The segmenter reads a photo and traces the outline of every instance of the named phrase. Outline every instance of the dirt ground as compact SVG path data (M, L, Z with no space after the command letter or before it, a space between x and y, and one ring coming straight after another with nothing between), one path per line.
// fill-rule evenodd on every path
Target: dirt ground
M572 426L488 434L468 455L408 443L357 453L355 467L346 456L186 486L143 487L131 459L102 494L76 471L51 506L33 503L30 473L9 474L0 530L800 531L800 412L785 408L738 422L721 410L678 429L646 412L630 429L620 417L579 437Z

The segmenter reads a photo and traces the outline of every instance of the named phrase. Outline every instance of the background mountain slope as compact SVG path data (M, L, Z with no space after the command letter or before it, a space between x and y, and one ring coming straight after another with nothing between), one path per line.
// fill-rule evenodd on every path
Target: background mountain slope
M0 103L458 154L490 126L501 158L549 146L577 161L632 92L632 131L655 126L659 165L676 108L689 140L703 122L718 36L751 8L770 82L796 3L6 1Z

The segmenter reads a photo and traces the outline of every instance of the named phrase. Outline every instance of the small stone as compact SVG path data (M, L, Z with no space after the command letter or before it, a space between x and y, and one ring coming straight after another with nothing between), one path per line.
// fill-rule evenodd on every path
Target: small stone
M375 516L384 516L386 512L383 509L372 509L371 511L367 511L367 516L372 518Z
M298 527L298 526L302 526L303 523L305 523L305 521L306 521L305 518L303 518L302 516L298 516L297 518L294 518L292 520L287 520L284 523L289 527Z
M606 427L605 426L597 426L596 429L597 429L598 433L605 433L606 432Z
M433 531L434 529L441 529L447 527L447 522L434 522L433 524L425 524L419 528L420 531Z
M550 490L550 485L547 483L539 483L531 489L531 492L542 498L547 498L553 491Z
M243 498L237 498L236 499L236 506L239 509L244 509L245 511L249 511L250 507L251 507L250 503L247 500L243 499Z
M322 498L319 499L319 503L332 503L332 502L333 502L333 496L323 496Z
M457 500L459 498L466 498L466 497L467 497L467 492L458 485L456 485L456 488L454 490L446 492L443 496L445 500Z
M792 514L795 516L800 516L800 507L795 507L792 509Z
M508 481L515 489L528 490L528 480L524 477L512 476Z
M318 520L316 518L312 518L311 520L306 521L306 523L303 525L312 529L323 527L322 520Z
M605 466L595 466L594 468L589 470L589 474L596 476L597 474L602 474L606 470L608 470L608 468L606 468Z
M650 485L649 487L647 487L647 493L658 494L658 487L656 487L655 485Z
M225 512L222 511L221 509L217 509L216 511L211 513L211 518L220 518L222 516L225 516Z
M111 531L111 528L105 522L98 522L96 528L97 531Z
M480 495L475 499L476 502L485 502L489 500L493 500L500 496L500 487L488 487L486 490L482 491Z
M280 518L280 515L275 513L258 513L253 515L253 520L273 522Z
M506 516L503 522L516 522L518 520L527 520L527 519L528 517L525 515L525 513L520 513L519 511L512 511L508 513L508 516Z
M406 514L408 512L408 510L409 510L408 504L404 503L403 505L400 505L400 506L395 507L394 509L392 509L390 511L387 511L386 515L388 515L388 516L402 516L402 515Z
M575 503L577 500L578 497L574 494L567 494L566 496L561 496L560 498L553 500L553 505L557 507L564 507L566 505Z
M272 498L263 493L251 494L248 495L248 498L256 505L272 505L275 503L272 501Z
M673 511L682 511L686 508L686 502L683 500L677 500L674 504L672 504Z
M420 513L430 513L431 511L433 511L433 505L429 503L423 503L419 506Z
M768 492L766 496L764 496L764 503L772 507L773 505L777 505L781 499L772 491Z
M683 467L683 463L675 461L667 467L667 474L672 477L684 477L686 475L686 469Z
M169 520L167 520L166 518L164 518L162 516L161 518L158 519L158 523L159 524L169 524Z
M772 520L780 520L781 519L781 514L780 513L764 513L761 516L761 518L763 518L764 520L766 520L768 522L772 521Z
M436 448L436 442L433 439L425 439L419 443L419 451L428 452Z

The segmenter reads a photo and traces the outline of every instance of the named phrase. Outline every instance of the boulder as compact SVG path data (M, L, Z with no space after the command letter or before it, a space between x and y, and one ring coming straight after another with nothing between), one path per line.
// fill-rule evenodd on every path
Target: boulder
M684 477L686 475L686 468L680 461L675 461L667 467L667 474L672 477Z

-*-*-

Aim of the exercise ▸
Your response should be an exact copy of all the records.

Result of this exercise ▸
The segmenter reads a photo and traces the outline of every instance of the named phrase. Outline every instance of the dirt ground as compact SVG path data (M, L, Z with no space after the command letter or before it, a space between x and y, and one ring coming straight after another with nothing between), one path per line.
// fill-rule evenodd on every path
Target: dirt ground
M572 426L488 434L468 455L408 443L357 453L355 467L346 456L186 486L143 487L131 459L102 494L76 471L51 506L33 503L30 473L9 474L0 530L800 531L800 412L785 408L738 422L721 410L678 429L646 412L630 429L620 417L579 437Z

The segmenter reads a photo and traces the outline of every instance of the named phrase. Outline every instance of the background mountain slope as compact SVG path data (M, L, Z with no space after the command letter or before it, a space between x and y, and one ring coming straight after another with nothing between), one path per line.
// fill-rule evenodd on every path
Target: background mountain slope
M0 103L458 154L490 126L501 158L549 146L577 161L632 92L632 131L655 126L659 165L676 108L689 140L703 122L718 36L751 8L770 82L796 3L6 1Z

The segmenter reads a photo and traces the outline of every instance of the named phrase. Outline every instance of the small stone as compact SVG path data (M, L, Z with no space after the command letter or before it, a space between x and y, and one ring coming straight after another with nothing between), one path per line.
// fill-rule evenodd on every path
Target: small stone
M375 516L384 516L386 512L383 509L372 509L371 511L367 511L367 516L372 518Z
M298 527L298 526L302 526L303 523L305 523L305 521L306 521L305 518L303 518L302 516L298 516L297 518L294 518L292 520L287 520L284 523L289 527Z
M606 427L605 426L597 426L596 429L597 429L598 433L605 433L606 432Z
M433 531L434 529L441 529L447 527L447 522L434 522L433 524L425 524L419 528L420 531Z
M550 490L550 485L547 483L539 483L531 489L531 492L542 498L547 498L553 491Z
M243 498L237 498L236 499L236 506L239 509L244 509L245 511L249 511L250 507L251 507L250 503L247 500L243 499Z
M322 498L319 499L319 503L332 503L332 502L333 502L333 496L323 496Z
M457 500L459 498L466 498L466 497L467 497L467 492L458 485L456 485L456 488L454 490L446 492L443 496L445 500Z
M792 514L795 516L800 516L800 507L795 507L792 509Z
M508 481L515 489L528 490L528 480L524 477L512 476Z
M318 520L316 518L312 518L311 520L306 521L306 523L303 525L312 529L323 527L322 520Z
M605 466L595 466L594 468L589 470L589 474L596 476L597 474L602 474L606 470L608 470L608 468L606 468Z
M650 485L649 487L647 487L647 493L658 494L658 487L656 487L655 485Z
M225 512L222 511L221 509L217 509L216 511L211 513L211 518L220 518L222 516L225 516Z
M111 531L111 528L105 522L98 522L96 528L97 531Z
M480 495L475 499L476 502L485 502L489 500L493 500L500 496L500 487L488 487L486 490L482 491Z
M280 518L280 515L275 513L258 513L253 515L253 520L273 522Z
M506 516L503 522L516 522L518 520L527 520L527 519L528 517L525 515L525 513L520 513L519 511L512 511L508 513L508 516Z
M406 514L408 512L408 510L409 510L408 504L404 503L403 505L400 505L400 506L395 507L394 509L392 509L390 511L387 511L386 515L388 515L388 516L402 516L402 515Z
M575 503L577 500L578 497L574 494L567 494L566 496L561 496L560 498L553 500L553 505L557 507L564 507L566 505Z
M272 498L263 493L251 494L248 495L248 498L256 505L272 505L275 503L272 501Z
M673 511L682 511L686 508L686 502L683 500L677 500L674 504L672 504Z
M420 513L430 513L431 511L433 511L433 505L429 503L423 503L419 506Z
M768 492L766 496L764 496L764 503L772 507L773 505L777 505L781 499L772 491Z
M683 467L683 463L675 461L667 467L667 474L672 477L684 477L686 475L686 469Z
M169 520L167 520L166 518L164 518L162 516L161 518L158 519L158 523L159 524L169 524Z
M772 520L780 520L781 519L781 514L780 513L764 513L761 516L761 518L763 518L764 520L766 520L768 522L772 521Z
M436 448L436 442L433 439L425 439L419 443L419 451L428 452Z

The segmenter reads a photo and traces the outline of every instance of the named phrase. Outline every instance of the boulder as compact SVG path data (M, L, Z with no space after the command letter or before it, a space between x and y, and one ring coming straight after another with nothing between), one path per line.
// fill-rule evenodd on every path
Target: boulder
M684 477L686 475L686 468L680 461L675 461L667 467L667 474L672 477Z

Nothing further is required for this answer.